Exercise aim:
Copy the items from the start through the line containing "93 114 L 125", keeping the requests and their format samples unchanged. In the answers, multiply every coordinate by 0.6 and round it to a whole number, with halves rounded up.

--------

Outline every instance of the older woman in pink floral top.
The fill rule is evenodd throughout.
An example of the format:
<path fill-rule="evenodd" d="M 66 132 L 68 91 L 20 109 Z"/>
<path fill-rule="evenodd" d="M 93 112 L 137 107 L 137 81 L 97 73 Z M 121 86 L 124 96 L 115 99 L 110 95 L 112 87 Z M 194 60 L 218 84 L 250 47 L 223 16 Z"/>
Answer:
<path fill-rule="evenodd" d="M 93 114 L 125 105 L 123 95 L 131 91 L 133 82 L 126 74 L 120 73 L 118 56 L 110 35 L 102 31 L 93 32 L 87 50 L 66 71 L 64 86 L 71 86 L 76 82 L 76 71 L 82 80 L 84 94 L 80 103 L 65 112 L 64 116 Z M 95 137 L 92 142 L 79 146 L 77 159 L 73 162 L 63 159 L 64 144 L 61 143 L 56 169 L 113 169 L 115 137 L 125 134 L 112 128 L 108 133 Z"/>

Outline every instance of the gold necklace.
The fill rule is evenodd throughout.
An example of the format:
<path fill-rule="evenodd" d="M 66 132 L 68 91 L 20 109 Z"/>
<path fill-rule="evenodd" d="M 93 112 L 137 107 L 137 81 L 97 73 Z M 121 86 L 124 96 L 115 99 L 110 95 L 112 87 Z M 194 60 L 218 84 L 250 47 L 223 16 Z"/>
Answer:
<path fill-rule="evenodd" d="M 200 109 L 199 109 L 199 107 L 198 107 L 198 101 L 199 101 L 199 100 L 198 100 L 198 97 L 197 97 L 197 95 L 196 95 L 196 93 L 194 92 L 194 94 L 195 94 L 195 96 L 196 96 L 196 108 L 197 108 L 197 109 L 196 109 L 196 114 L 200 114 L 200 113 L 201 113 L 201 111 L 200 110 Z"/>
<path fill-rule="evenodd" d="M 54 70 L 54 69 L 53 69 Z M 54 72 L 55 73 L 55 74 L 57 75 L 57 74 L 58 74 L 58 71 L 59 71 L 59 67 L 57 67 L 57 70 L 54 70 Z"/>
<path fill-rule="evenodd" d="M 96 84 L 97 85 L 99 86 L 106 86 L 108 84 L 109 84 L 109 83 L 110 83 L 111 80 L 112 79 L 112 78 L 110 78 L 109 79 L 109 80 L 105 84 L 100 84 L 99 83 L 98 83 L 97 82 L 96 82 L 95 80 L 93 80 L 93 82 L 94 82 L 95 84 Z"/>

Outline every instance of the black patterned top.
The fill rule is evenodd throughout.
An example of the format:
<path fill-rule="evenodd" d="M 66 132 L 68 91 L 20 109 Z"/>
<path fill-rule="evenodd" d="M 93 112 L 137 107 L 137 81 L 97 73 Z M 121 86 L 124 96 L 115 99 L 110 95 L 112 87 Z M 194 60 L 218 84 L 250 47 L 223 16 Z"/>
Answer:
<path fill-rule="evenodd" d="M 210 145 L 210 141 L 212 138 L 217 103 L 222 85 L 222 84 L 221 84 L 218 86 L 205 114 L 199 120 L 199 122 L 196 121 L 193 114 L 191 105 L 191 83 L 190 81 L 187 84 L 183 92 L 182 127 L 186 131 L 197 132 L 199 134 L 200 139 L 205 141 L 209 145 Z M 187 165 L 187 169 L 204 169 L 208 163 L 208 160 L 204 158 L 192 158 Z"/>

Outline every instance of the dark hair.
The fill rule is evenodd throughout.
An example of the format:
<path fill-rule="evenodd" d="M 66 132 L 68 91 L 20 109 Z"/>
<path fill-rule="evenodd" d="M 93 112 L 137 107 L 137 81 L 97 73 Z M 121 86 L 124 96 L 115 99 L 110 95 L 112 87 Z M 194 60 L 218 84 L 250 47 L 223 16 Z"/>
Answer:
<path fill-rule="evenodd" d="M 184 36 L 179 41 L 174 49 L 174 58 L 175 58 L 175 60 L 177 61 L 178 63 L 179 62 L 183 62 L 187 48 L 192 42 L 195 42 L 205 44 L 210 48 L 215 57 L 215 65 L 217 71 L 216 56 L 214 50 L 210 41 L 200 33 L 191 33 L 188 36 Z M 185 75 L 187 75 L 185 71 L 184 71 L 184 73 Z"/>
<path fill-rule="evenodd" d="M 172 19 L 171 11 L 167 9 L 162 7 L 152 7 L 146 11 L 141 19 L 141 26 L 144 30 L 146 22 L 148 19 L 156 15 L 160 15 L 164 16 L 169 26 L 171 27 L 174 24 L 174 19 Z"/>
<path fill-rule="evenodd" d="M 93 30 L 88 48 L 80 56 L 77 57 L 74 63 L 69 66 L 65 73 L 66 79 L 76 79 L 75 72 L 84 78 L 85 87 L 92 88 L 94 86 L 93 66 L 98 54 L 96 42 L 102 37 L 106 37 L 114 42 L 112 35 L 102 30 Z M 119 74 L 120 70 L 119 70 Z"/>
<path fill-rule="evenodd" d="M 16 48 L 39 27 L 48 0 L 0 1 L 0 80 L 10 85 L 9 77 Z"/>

--------

Expected answer:
Outline every instance of the older woman in pink floral top.
The fill rule is evenodd throughout.
An example of the format:
<path fill-rule="evenodd" d="M 66 132 L 68 91 L 20 109 Z"/>
<path fill-rule="evenodd" d="M 93 112 L 137 107 L 137 81 L 97 73 Z M 121 86 L 124 96 L 115 99 L 110 95 L 112 87 Z M 194 60 L 218 84 L 250 47 L 223 16 Z"/>
Answer:
<path fill-rule="evenodd" d="M 56 68 L 75 63 L 74 57 L 79 55 L 80 49 L 76 44 L 72 44 L 71 34 L 66 21 L 61 19 L 56 19 L 52 30 L 40 43 L 38 52 L 43 52 L 46 49 L 46 43 L 49 48 L 50 56 L 48 62 L 39 67 L 38 70 Z M 57 82 L 55 85 L 47 88 L 46 95 L 44 97 L 38 95 L 38 86 L 37 86 L 34 101 L 68 101 L 69 82 L 75 80 L 67 77 L 65 80 Z"/>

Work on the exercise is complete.